▶ _Set exercise_: Make an exact copy of the entries below with the pictures removed.

>> Begin

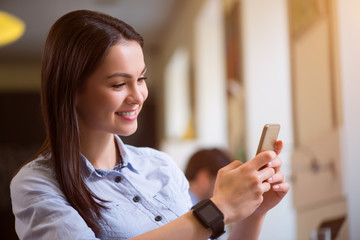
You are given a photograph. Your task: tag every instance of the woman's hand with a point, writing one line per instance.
(239, 187)
(279, 187)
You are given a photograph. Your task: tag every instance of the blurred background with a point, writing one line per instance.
(218, 71)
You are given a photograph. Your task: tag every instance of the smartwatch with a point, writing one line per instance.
(210, 217)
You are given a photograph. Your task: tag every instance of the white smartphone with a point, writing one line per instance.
(268, 138)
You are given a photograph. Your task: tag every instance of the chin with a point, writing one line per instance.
(126, 132)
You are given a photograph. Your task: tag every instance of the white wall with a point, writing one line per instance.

>> End

▶ _Result_:
You are given a photograph. Your task: tag every instance of the woman's hand with a point, writing one line per instance.
(239, 187)
(279, 187)
You are given a photograph. Your task: tag every instance of the blurred background with a point, writing one line per instance.
(218, 71)
You are given a photograph. Your task: tag every instance of the smartwatch with a point, writing one line per instance.
(210, 217)
You are given a photograph. Your task: tag every instance of the white smartphone with a point, writing one line per instance.
(268, 138)
You are given a photograph. Your task: tag every instance of the chin with a point, writing one line per instance.
(126, 132)
You are given a photograph. Your task: tag every instance of the white wall with a point, writing one line per instance.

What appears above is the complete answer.